◆ Records to process ◆
════════════════
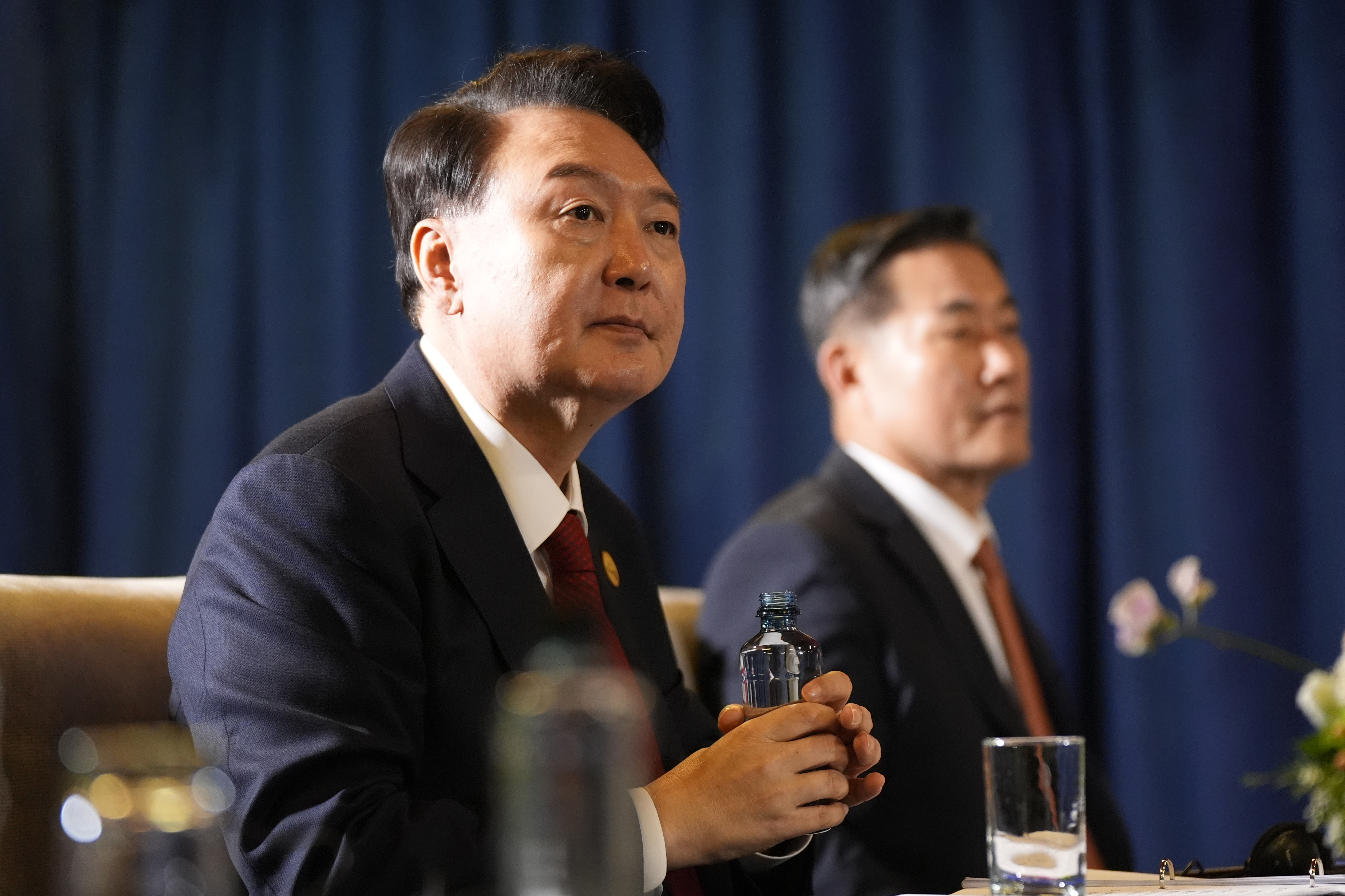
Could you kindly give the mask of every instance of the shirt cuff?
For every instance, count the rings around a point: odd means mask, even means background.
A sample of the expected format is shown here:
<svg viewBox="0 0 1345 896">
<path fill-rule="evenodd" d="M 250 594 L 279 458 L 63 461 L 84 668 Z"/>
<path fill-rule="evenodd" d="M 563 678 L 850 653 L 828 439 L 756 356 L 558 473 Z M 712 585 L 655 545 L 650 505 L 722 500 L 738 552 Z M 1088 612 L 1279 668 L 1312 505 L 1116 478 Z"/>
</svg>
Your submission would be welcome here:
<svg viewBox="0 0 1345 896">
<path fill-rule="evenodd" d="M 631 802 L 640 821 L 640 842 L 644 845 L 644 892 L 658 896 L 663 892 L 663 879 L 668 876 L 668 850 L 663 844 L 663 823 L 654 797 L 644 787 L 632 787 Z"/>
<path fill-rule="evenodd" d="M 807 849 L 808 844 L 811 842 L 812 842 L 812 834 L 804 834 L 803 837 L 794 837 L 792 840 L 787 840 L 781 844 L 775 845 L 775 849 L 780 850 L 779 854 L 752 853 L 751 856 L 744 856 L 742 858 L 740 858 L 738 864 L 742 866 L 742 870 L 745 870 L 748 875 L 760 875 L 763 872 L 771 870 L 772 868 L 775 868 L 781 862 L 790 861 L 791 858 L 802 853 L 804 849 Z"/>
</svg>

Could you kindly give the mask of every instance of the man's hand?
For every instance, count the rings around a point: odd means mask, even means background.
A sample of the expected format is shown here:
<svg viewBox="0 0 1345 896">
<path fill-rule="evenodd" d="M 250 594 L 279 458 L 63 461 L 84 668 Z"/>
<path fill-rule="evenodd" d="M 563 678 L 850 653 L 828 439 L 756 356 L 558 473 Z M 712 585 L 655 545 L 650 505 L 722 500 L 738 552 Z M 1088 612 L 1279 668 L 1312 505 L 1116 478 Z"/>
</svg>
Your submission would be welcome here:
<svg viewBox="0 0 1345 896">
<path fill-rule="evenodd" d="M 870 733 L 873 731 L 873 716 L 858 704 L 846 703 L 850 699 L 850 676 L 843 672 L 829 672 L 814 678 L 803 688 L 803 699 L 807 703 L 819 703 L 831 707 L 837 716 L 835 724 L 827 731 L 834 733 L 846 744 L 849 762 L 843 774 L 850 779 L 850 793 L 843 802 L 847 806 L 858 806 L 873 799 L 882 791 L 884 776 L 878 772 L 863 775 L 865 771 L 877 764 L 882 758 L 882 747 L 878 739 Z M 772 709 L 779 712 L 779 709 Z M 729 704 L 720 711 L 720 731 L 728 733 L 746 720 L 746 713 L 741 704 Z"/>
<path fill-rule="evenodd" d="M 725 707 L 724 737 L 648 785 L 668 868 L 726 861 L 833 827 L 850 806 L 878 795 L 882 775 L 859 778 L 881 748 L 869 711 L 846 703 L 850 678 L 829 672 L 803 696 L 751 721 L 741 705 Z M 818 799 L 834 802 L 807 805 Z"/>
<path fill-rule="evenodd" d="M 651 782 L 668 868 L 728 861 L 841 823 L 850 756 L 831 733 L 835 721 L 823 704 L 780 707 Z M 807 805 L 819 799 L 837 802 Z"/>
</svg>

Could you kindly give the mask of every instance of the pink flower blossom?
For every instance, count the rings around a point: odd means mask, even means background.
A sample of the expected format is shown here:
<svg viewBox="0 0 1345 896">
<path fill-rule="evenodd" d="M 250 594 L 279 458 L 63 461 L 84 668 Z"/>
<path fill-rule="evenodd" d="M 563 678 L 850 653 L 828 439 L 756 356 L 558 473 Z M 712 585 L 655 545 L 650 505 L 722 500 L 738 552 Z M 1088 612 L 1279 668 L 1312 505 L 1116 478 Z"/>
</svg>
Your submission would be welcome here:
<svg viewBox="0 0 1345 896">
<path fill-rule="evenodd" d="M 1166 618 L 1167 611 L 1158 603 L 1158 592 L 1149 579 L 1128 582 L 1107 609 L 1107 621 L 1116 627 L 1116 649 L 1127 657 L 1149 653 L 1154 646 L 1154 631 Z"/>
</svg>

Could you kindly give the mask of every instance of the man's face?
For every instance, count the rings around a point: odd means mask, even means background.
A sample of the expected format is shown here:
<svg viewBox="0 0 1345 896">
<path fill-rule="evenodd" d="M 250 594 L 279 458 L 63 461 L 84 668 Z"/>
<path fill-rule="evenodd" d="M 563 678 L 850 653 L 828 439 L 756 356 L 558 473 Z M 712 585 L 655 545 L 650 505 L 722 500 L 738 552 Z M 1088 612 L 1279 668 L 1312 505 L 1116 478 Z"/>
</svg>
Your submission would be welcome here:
════════════════
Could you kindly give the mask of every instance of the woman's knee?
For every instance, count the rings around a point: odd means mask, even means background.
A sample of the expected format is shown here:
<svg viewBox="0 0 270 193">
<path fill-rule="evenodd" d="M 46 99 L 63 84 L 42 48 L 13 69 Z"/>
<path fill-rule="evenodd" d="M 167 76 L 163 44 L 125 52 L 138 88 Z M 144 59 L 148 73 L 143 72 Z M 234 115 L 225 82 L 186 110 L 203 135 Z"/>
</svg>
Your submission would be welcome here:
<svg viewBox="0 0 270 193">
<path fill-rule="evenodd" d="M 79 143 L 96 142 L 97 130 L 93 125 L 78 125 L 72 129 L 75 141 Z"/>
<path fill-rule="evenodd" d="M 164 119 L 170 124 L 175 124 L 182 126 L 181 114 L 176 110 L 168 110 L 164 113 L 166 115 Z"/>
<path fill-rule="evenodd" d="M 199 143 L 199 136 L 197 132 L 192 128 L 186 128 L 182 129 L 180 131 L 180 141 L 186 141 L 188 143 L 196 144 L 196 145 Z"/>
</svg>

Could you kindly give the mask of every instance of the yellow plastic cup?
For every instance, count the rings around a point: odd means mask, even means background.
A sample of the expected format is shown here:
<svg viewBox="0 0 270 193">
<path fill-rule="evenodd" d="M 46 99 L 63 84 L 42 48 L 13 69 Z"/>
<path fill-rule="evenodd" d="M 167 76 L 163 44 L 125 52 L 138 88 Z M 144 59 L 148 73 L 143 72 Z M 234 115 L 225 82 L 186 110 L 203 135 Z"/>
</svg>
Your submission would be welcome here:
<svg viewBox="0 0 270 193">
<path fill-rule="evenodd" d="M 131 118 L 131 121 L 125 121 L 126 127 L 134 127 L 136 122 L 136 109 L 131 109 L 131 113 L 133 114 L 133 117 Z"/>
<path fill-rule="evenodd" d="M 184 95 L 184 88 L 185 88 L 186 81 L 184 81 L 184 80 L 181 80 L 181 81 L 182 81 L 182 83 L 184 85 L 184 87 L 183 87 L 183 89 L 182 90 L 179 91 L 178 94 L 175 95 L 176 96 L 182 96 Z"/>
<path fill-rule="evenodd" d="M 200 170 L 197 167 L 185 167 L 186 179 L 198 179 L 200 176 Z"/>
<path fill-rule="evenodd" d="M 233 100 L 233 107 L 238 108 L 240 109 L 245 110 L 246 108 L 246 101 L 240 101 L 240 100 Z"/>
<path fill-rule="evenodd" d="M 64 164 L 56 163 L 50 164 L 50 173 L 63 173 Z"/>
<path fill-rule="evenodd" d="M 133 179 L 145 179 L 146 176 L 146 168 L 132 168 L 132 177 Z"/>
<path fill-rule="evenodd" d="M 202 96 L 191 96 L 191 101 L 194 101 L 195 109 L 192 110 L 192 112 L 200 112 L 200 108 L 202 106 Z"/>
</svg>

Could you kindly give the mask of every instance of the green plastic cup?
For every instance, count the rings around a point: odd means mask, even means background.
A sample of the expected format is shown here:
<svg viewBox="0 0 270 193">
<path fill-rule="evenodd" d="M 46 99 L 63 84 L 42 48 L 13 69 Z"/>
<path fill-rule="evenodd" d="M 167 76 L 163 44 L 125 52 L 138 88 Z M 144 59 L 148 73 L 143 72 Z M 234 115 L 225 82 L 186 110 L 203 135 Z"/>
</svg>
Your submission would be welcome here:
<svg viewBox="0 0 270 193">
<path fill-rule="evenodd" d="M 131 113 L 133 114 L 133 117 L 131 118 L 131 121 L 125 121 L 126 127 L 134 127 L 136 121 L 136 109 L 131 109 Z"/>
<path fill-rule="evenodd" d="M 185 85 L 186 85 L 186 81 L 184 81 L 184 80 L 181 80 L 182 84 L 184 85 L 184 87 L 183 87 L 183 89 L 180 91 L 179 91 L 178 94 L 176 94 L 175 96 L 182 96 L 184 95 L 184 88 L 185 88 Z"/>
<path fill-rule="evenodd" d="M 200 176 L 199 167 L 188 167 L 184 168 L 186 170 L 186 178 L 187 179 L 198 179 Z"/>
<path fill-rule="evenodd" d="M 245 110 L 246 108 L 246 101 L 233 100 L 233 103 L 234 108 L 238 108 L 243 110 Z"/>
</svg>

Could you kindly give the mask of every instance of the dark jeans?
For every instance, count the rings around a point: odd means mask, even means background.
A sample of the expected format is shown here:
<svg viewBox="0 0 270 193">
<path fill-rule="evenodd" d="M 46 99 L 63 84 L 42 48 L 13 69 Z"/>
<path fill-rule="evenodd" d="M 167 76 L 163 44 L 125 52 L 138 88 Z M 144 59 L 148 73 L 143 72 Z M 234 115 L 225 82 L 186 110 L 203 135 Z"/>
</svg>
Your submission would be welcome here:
════════════════
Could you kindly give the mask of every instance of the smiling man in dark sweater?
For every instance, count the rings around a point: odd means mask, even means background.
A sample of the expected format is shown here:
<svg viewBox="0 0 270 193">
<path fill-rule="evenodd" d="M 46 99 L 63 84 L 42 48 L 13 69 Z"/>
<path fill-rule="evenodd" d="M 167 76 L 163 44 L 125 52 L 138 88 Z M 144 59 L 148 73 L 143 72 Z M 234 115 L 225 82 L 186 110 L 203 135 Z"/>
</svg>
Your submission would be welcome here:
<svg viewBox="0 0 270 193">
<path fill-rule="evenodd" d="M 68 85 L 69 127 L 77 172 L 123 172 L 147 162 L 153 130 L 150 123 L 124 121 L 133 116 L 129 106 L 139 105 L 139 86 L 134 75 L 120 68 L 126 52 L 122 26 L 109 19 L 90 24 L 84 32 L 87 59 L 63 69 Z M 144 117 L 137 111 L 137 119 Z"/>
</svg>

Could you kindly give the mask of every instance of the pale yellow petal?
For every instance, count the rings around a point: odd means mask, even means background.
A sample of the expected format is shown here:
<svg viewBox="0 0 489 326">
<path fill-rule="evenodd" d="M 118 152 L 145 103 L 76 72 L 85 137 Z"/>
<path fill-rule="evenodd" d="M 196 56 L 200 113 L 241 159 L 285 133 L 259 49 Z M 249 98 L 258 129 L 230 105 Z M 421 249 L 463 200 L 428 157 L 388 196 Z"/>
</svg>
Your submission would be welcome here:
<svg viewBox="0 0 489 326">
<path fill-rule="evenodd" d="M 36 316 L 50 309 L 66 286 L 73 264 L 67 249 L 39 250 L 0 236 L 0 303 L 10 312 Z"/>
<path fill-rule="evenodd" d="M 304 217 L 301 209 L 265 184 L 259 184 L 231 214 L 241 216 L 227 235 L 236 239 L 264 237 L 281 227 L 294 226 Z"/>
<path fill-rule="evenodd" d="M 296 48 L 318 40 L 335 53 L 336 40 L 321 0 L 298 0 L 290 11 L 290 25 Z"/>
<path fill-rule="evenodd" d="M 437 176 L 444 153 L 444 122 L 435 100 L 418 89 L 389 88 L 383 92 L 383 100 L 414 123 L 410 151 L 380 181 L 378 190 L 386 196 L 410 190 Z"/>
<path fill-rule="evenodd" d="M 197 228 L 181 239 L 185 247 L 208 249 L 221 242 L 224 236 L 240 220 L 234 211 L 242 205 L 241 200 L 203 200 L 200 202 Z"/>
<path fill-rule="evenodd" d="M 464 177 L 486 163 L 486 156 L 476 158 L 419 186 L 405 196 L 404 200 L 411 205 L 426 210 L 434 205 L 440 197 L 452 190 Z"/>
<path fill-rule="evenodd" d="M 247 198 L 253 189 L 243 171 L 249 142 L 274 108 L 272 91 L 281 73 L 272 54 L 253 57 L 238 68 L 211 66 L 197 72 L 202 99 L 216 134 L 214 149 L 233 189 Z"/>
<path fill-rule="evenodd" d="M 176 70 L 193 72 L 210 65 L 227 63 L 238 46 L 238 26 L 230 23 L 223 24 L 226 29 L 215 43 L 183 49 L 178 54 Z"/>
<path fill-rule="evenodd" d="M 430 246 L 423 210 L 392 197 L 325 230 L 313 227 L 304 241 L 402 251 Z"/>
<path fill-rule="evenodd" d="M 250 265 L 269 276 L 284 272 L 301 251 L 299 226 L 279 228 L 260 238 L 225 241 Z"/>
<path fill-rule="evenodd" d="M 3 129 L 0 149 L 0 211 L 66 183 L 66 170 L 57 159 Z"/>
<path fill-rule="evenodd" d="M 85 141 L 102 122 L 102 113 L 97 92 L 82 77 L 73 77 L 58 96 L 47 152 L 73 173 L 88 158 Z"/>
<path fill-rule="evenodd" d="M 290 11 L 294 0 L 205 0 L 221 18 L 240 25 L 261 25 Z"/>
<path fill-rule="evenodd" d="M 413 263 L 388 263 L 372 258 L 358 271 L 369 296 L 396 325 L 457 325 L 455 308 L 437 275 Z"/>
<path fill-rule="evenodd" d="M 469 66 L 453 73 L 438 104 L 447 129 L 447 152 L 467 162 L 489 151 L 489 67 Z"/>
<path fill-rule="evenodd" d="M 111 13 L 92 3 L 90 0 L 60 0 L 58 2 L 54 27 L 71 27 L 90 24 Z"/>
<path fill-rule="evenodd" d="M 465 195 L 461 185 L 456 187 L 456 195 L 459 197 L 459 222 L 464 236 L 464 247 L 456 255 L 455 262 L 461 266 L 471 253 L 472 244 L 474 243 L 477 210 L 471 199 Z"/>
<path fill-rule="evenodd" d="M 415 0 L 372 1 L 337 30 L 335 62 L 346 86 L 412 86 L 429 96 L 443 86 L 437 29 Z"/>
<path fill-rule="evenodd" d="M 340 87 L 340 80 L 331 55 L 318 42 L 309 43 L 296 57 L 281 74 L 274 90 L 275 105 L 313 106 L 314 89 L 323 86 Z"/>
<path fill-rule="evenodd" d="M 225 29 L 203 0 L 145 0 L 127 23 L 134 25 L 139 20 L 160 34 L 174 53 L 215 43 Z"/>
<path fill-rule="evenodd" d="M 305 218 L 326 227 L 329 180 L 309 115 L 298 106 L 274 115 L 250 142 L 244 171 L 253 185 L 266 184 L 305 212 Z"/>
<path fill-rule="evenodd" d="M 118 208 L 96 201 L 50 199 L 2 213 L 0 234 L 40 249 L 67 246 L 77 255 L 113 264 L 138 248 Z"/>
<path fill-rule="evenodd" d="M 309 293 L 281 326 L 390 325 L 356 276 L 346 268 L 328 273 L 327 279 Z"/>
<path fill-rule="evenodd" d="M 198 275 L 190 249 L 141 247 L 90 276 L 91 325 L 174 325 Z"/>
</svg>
════════════════
◆ Task instructions ◆
List every line of the entries above that contains the string "dark", matching case exactly.

◆ Task solution ◆
Could you kindly give the mask of every instance of the dark jeans?
Could you kindly give the mask of every instance of the smiling man in dark sweater?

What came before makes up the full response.